* Objective *
Rewrite the part of the listing that opens with the line containing "Could you spot the rubble" and runs through the end of the listing, changing "dusty ground" to "dry ground" and leaving all else unchanged. Return only that part.

----------------------------------------

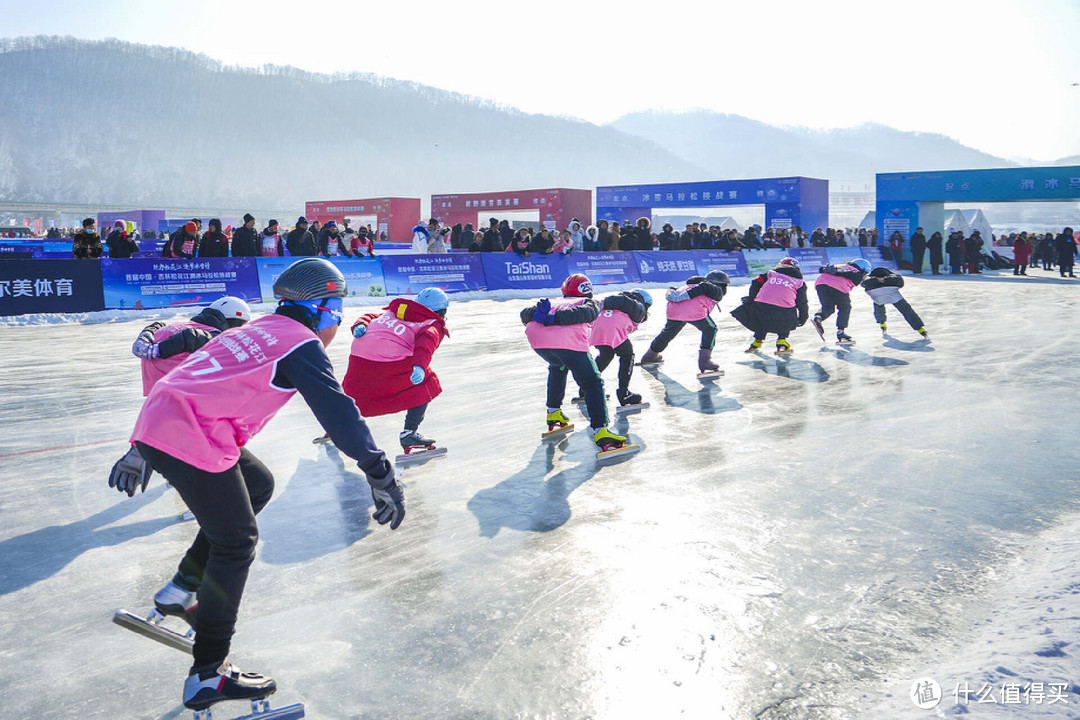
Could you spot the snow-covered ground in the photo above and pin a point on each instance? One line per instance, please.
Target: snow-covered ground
(802, 539)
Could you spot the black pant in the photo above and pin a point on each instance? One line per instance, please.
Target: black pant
(672, 328)
(225, 505)
(561, 362)
(625, 353)
(905, 310)
(834, 299)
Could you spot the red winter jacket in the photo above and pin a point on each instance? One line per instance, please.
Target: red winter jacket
(386, 388)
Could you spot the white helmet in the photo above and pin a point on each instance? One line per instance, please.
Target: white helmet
(233, 309)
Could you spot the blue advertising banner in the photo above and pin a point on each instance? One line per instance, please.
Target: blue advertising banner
(363, 276)
(408, 274)
(35, 286)
(509, 271)
(138, 283)
(606, 268)
(666, 267)
(731, 262)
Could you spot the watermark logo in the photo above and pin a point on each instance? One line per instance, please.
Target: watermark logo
(926, 693)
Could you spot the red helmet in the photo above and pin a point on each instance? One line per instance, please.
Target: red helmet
(577, 286)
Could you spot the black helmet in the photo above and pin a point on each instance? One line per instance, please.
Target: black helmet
(310, 279)
(718, 277)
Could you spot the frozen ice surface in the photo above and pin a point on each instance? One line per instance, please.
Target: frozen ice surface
(799, 539)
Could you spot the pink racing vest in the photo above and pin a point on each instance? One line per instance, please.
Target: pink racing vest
(559, 337)
(159, 367)
(779, 289)
(611, 328)
(388, 338)
(692, 309)
(841, 284)
(207, 408)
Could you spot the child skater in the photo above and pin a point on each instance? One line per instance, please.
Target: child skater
(691, 303)
(390, 362)
(883, 288)
(558, 331)
(777, 303)
(834, 286)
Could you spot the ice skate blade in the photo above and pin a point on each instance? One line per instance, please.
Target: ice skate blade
(152, 630)
(557, 434)
(619, 452)
(261, 710)
(419, 456)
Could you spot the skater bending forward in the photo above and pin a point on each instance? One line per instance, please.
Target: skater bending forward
(192, 430)
(390, 362)
(558, 331)
(691, 303)
(777, 303)
(620, 315)
(883, 287)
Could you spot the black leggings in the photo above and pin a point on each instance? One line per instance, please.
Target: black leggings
(225, 505)
(625, 353)
(672, 328)
(834, 299)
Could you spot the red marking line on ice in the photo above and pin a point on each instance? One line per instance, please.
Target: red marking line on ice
(62, 447)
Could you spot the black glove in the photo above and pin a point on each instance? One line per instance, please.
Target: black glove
(389, 497)
(130, 472)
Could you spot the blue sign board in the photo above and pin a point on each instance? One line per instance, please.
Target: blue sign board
(37, 286)
(138, 283)
(408, 274)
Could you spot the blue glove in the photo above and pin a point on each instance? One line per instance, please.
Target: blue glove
(542, 314)
(677, 296)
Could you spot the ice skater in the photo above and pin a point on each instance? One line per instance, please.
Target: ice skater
(691, 303)
(834, 287)
(162, 347)
(777, 303)
(390, 363)
(558, 331)
(883, 286)
(192, 430)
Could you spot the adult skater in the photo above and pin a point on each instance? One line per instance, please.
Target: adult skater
(777, 303)
(192, 430)
(162, 347)
(691, 303)
(390, 362)
(620, 315)
(558, 331)
(834, 286)
(883, 286)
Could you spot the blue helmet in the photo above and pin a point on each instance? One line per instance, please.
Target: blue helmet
(646, 298)
(433, 299)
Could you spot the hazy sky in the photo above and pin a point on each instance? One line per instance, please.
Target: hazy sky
(995, 75)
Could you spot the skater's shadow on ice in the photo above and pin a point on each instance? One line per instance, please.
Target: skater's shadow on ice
(40, 554)
(917, 347)
(706, 399)
(528, 502)
(859, 357)
(794, 369)
(324, 508)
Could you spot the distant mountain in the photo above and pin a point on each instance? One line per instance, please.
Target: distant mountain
(115, 122)
(732, 147)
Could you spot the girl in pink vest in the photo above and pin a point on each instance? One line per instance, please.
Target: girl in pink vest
(691, 303)
(390, 362)
(163, 347)
(834, 287)
(777, 303)
(193, 429)
(558, 331)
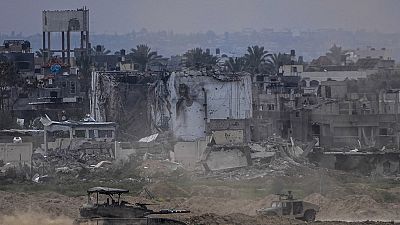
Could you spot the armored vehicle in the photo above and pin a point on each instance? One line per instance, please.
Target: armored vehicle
(114, 211)
(289, 207)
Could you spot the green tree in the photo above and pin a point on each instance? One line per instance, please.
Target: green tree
(8, 78)
(102, 51)
(143, 56)
(335, 54)
(236, 64)
(197, 58)
(255, 57)
(40, 53)
(275, 61)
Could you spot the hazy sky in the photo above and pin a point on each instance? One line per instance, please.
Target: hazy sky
(123, 16)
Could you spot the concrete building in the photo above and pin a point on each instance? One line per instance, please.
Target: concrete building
(194, 99)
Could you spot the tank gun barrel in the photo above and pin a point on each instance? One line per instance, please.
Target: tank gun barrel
(169, 211)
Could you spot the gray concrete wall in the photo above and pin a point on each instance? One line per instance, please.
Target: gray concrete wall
(189, 153)
(16, 152)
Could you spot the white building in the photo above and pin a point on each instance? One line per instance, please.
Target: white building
(195, 98)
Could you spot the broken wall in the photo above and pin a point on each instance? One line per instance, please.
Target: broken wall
(195, 99)
(16, 153)
(189, 153)
(124, 98)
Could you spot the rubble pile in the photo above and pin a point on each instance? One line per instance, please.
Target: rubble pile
(72, 158)
(274, 157)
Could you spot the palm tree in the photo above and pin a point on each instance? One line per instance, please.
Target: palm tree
(8, 77)
(100, 50)
(275, 61)
(197, 58)
(236, 64)
(40, 53)
(255, 57)
(335, 54)
(144, 57)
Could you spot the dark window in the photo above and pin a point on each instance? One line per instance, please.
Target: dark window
(297, 208)
(260, 78)
(314, 83)
(80, 134)
(91, 134)
(105, 133)
(72, 87)
(53, 94)
(287, 208)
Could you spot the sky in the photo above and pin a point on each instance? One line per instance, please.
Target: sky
(186, 16)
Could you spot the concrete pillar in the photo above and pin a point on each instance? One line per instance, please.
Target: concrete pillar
(82, 37)
(71, 134)
(46, 146)
(44, 46)
(68, 47)
(63, 45)
(48, 42)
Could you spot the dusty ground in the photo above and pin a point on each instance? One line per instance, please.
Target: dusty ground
(221, 199)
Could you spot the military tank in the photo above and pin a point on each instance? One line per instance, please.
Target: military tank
(114, 211)
(289, 207)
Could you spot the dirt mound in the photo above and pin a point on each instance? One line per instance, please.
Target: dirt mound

----------------------------------------

* Exercise response *
Could you spot the rubble pile in the photo above and pin a point on each instance? One line per instance, please.
Target: rubble pile
(72, 158)
(274, 157)
Could you spot the palm tree in the photo above and pin a point on each instance? One line per instance, please.
Target: palm tree
(8, 77)
(100, 50)
(275, 61)
(197, 58)
(236, 64)
(40, 53)
(255, 57)
(335, 54)
(144, 57)
Could you spot the dark window in the photo above and pin a point on each instance? One line per instance, please.
Target: dark window
(297, 208)
(260, 78)
(314, 83)
(80, 134)
(91, 134)
(105, 133)
(72, 87)
(53, 94)
(287, 208)
Could you spot the sky in the photo above and pin a point on each instance? One line per instance, please.
Target: sky
(186, 16)
Could you spot the concrete pillar in the photo above and pin a point on each instance? One line per instance, please.
Target: concrete pillar
(82, 37)
(71, 134)
(46, 146)
(44, 46)
(68, 47)
(63, 45)
(48, 42)
Could you spot the dry ground in the photo above and pin a point on each instance? One line per instance, please.
Target: dry ground
(221, 199)
Could you spot the military tank in the photo above and pin a point on each instance? One line per instance, please.
Target: military tank
(114, 211)
(289, 207)
Could you spot the dirt mound in the photo above and pin a point on each instance? One line per instance, please.
Target: dirt mound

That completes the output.